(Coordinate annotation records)
##########

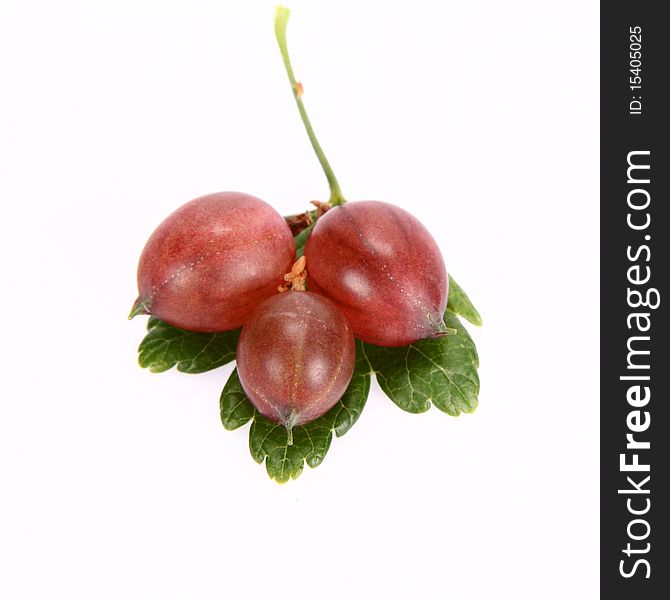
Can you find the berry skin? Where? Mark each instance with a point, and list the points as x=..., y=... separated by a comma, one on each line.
x=382, y=268
x=295, y=357
x=212, y=261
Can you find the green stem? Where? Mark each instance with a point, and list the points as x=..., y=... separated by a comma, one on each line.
x=281, y=20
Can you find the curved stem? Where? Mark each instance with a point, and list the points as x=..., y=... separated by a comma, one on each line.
x=281, y=20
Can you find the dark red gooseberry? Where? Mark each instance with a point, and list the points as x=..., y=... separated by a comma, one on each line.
x=295, y=357
x=382, y=268
x=212, y=261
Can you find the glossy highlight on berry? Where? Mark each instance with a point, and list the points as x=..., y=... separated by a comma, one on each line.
x=383, y=269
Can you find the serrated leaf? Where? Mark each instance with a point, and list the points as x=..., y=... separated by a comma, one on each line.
x=268, y=441
x=460, y=304
x=236, y=410
x=165, y=346
x=441, y=371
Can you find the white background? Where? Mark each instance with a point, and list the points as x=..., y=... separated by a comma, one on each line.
x=479, y=117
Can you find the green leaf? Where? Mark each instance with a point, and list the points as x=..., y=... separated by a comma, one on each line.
x=165, y=346
x=460, y=304
x=268, y=441
x=236, y=410
x=441, y=371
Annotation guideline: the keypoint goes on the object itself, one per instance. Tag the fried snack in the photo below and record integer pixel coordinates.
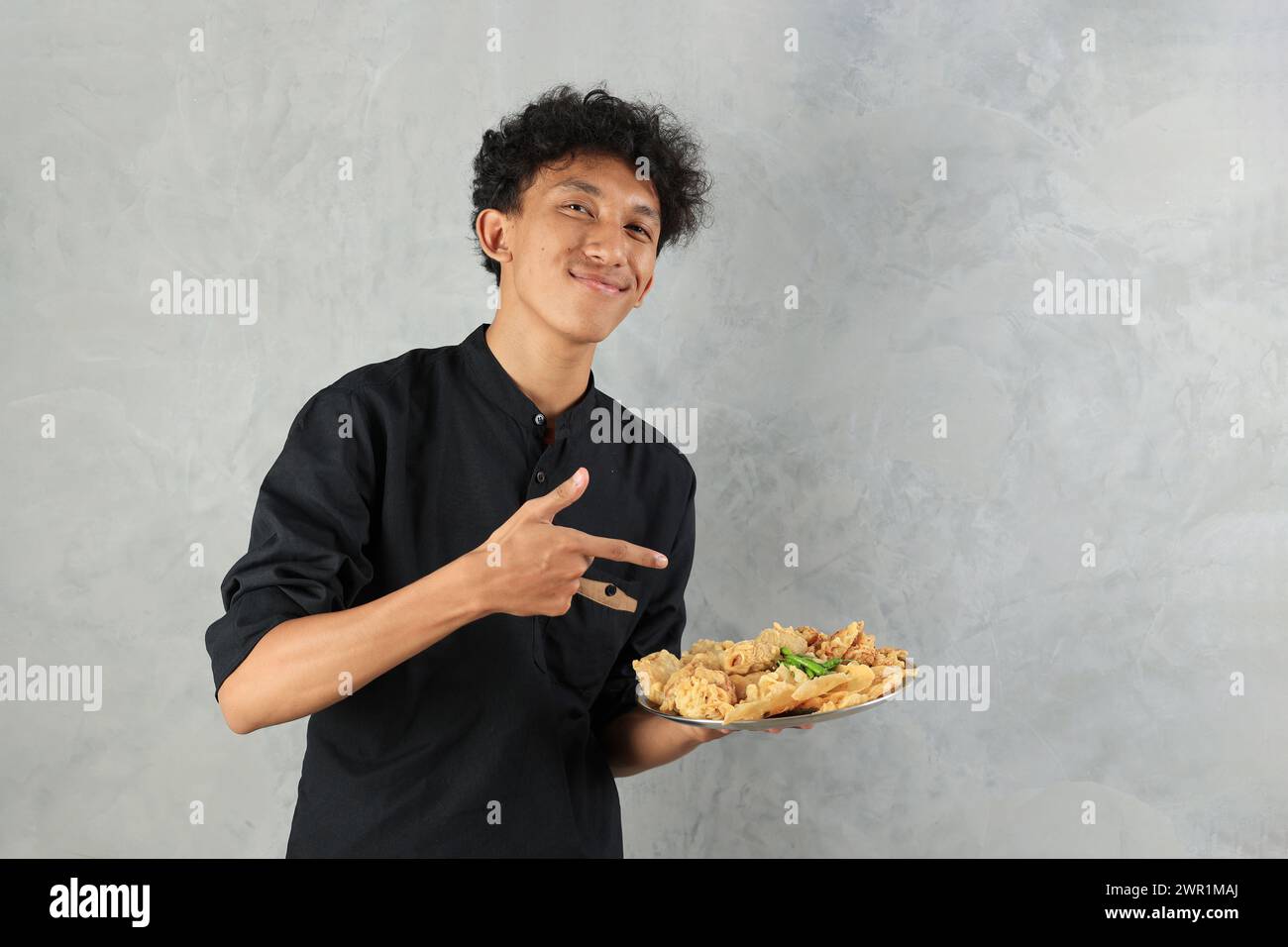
(748, 681)
(888, 680)
(706, 644)
(764, 651)
(835, 701)
(838, 642)
(742, 681)
(653, 672)
(699, 693)
(812, 686)
(769, 696)
(864, 650)
(859, 677)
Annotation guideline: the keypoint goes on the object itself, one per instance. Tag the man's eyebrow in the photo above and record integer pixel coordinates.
(580, 184)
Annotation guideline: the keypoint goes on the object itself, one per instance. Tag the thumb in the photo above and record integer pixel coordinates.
(562, 496)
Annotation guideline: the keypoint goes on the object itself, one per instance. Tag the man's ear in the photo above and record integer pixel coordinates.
(489, 228)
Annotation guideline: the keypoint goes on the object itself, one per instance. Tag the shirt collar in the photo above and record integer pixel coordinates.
(501, 389)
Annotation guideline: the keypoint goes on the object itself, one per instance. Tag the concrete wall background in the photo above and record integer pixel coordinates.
(1111, 684)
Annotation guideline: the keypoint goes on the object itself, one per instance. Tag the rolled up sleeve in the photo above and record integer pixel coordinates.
(308, 532)
(661, 625)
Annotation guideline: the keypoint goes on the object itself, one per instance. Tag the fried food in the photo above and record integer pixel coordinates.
(764, 651)
(748, 681)
(699, 693)
(653, 672)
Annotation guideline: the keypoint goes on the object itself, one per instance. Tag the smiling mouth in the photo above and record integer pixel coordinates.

##########

## Given instruction
Copy the stretch of the records above, from the line containing "Can you find the green leaf?" through the line containing "(1111, 684)", word for word. Leave the pictures out.

## Solution to this task
Can you find the green leaf? Where? Mark each instance with a point, and list the points as x=..., y=... separated by a comma, one on each line.
x=165, y=346
x=460, y=304
x=268, y=441
x=236, y=410
x=441, y=371
Annotation guideline: the keypoint goes on the object itself, one per instance. Tag the fried snack in the photo below and record integer pixel coordinates.
(748, 681)
(888, 680)
(706, 644)
(764, 651)
(835, 701)
(838, 642)
(742, 681)
(653, 672)
(699, 693)
(812, 686)
(769, 696)
(864, 650)
(859, 677)
Annotation guideline: the keypoint goes on the object itself, one per instance. Tag the man's eyebrow in the photo above and record integer pixel coordinates.
(580, 184)
Annotation guideline: the keypoint goes on the object itself, one per instance. Tag the thumb in the photo above and record integer pixel coordinates.
(562, 496)
Annotation guideline: the keypoint goes on the object itself, one per instance. Tag the man's ear in the photo above and record integer pixel coordinates.
(489, 228)
Annotation guideline: the keypoint goes on the object itself, one per instance. Tag the shirt collar in the photo above and record integer pixel coordinates.
(501, 389)
Annotation guideline: the keypoint goes on the object itself, one per instance. Tag the concrete wall background in the photo above and record integer pixel coordinates.
(1111, 684)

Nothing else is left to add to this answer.